[Text under study]
# # # # # # #

In the last two posts – one by Persephone and one by me – we talked about the possibility that 12-step treatment offers a “static” rather than “developmental” approach to recovery. Persephone argued that certain features of 12-step practice kept the addict or alcoholic in a frozen state of heightened anxiety, much like PTSD. My last post was an attempt to extend and articulate some of Persephone’s points. I was really taken with the similarities between her idea of “static recovery” and PTSD, and I provided information about traumatic memory maintenance in support.
But today I want to take a different approach – and I think it provides a real reconciliation between the pro and con positions on 12-step recovery. The point I want to make is that any and all recovery has to be developmental in nature. Pure stasis simply cannot correspond with recovery.
The term neuroplasticity has been bandied around a lot. Norman Doidge seems to think he invented the concept, or at least brought it into the limelight, but it’s been around for ages. Dr. Eric Kandel of Columbia shared a Nobel Prize in 2000, reflecting decades of research on how the brain changes when learning occurs. In a nutshell, Kandel showed that the connections among neurons – synapses – must change physically if memories are to be formed. He showed this at a molecular level, validating Hebb’s famous insight from the 40s: What fires together wires together. Well all the neural change that takes place when we learn and remember things is really just neuroplasticity.

# # # # # # #

[Study material]

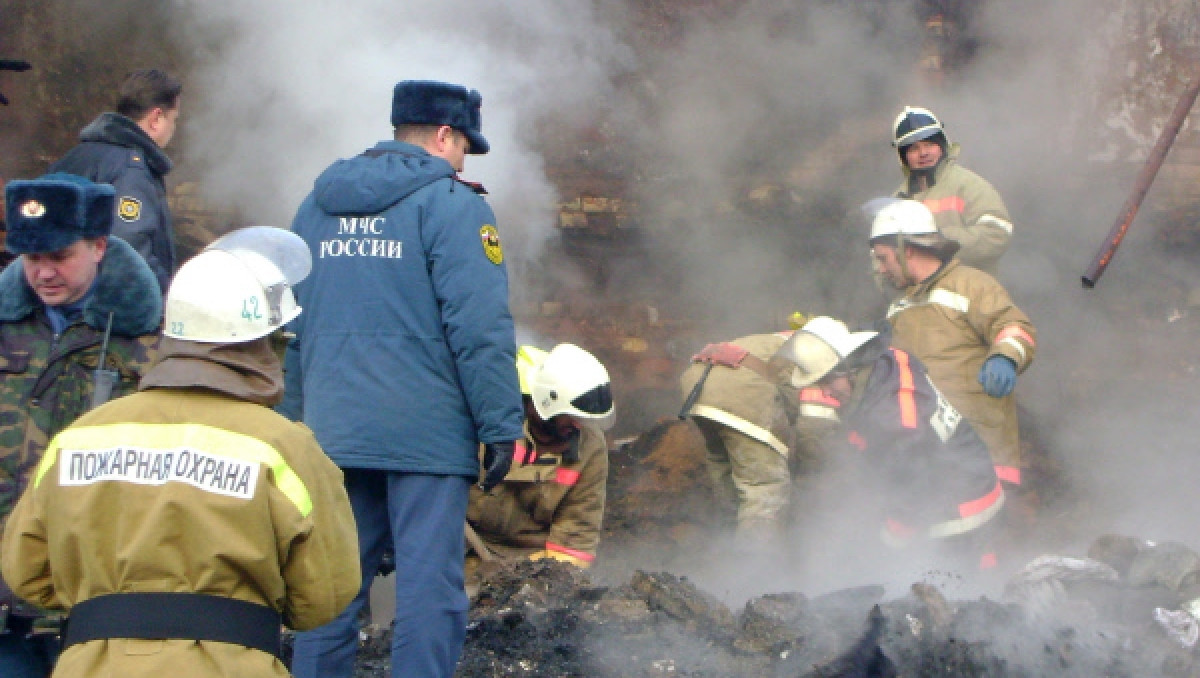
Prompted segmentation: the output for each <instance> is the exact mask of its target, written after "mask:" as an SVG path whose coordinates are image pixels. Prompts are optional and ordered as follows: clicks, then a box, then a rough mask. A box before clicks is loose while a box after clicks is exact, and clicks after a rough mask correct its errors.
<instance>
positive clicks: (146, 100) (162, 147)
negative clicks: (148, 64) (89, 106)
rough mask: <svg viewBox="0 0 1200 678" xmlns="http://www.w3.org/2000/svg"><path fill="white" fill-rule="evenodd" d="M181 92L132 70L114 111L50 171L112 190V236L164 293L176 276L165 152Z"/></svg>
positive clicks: (173, 241) (85, 137)
mask: <svg viewBox="0 0 1200 678" xmlns="http://www.w3.org/2000/svg"><path fill="white" fill-rule="evenodd" d="M182 89H184V85H182V84H181V83H180V82H179V80H178V79H176V78H175V77H173V76H170V74H168V73H164V72H163V71H158V70H156V68H144V70H140V71H134V72H133V73H131V74H130V76H128V77H127V78H126V79H125V82H124V83H121V88H120V91H119V94H118V100H116V112H115V113H101V114H100V116H98V118H96V119H95V120H92V121H91V124H89V125H88V126H86V127H84V128H83V132H80V133H79V145H77V146H76V148H73V149H71V150H70V151H67V155H65V156H62V158H61V160H59V161H58V162H55V163H54V164H53V166H52V167H50V172H66V173H70V174H78V175H80V176H86V178H88V179H91V180H92V181H96V182H98V184H112V185H113V187H114V188H115V190H116V209H115V216H116V218H115V220H113V235H118V236H120V238H121V239H122V240H125V241H126V242H128V244H130V245H132V246H133V248H134V250H137V251H138V254H142V258H143V259H145V262H146V264H150V270H152V271H154V275H155V277H156V278H158V287H160V288H162V292H163V294H166V293H167V287H168V284H170V276H172V274H174V272H175V242H174V233H175V232H174V229H173V228H172V224H170V208H169V206H168V205H167V187H166V185H164V184H163V176H166V175H167V173H168V172H170V167H172V164H170V158H169V157H167V154H166V152H164V151H163V149H166V148H167V144H169V143H170V139H172V137H174V136H175V124H176V121H178V120H179V95H180V92H181V91H182Z"/></svg>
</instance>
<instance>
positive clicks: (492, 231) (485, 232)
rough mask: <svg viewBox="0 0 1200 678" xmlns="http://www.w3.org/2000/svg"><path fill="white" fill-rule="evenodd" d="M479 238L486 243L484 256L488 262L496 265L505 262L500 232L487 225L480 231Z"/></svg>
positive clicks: (484, 249) (480, 239)
mask: <svg viewBox="0 0 1200 678" xmlns="http://www.w3.org/2000/svg"><path fill="white" fill-rule="evenodd" d="M479 238H480V240H482V241H484V254H485V256H486V257H487V260H488V262H491V263H493V264H496V265H499V264H500V263H502V262H504V250H503V248H502V247H500V232H498V230H496V227H494V226H492V224H490V223H485V224H484V226H482V228H480V229H479Z"/></svg>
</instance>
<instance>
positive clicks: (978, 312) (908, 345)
mask: <svg viewBox="0 0 1200 678" xmlns="http://www.w3.org/2000/svg"><path fill="white" fill-rule="evenodd" d="M955 250H956V244H954V242H953V241H949V240H947V239H946V238H943V236H942V235H941V234H938V233H937V228H936V227H935V226H934V218H932V215H931V214H930V211H929V209H928V208H925V206H924V205H922V204H920V203H917V202H914V200H895V202H893V203H890V204H888V205H887V206H883V208H882V209H881V210H880V211H878V214H877V216H876V217H875V221H874V223H872V227H871V252H872V257H874V260H875V266H876V272H877V274H880V275H882V276H883V277H884V278H886V280H887V281H888V282H889V283H890V284H892V286H893V287H894V288H895V289H898V290H902V292H904V295H902V296H901V298H900V299H898V300H896V301H894V302H893V304H892V306H890V307H889V308H888V319H889V322H890V323H892V332H893V336H892V343H893V344H894V346H895V347H896V348H901V349H904V350H907V352H908V353H911V354H912V355H916V356H917V358H918V359H919V360H920V361H922V362H924V365H925V367H926V368H928V370H929V377H930V379H932V382H934V384H935V385H936V386H937V388H938V390H941V391H942V394H944V395H946V397H947V398H949V401H950V403H953V404H954V407H955V408H956V409H958V410H959V412H961V413H962V415H964V416H966V418H967V420H968V421H971V425H972V426H973V427H974V430H976V432H977V433H978V434H979V437H980V438H983V440H984V443H986V444H988V449H989V451H990V452H991V458H992V462H994V463H995V464H996V474H997V475H998V476H1000V479H1001V480H1003V481H1006V482H1010V484H1014V485H1019V484H1020V481H1021V451H1020V445H1019V440H1018V438H1019V432H1018V425H1016V398H1015V396H1014V395H1013V388H1014V386H1015V385H1016V376H1018V374H1019V373H1020V372H1024V371H1025V370H1026V368H1028V366H1030V364H1031V362H1033V356H1034V353H1036V350H1037V331H1036V330H1034V328H1033V323H1031V322H1030V319H1028V317H1027V316H1026V314H1025V313H1024V312H1021V310H1020V308H1018V307H1016V305H1015V304H1013V300H1012V299H1010V298H1009V295H1008V292H1007V290H1006V289H1004V288H1003V286H1001V284H1000V283H998V282H996V278H994V277H991V276H990V275H988V274H985V272H983V271H979V270H977V269H972V268H971V266H966V265H964V264H961V263H960V262H959V260H958V259H955V258H953V254H954V251H955Z"/></svg>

# # # # # # #

[Required action] Please rewrite the stretch of the piece on 12-step recovery from "In the last" through "maintenance in support.", replacing "PTSD" with "post-traumatic stress disorder" throughout. The records have nothing to do with the piece on 12-step recovery.

[Response to this exercise]
In the last two posts – one by Persephone and one by me – we talked about the possibility that 12-step treatment offers a “static” rather than “developmental” approach to recovery. Persephone argued that certain features of 12-step practice kept the addict or alcoholic in a frozen state of heightened anxiety, much like post-traumatic stress disorder. My last post was an attempt to extend and articulate some of Persephone’s points. I was really taken with the similarities between her idea of “static recovery” and post-traumatic stress disorder, and I provided information about traumatic memory maintenance in support.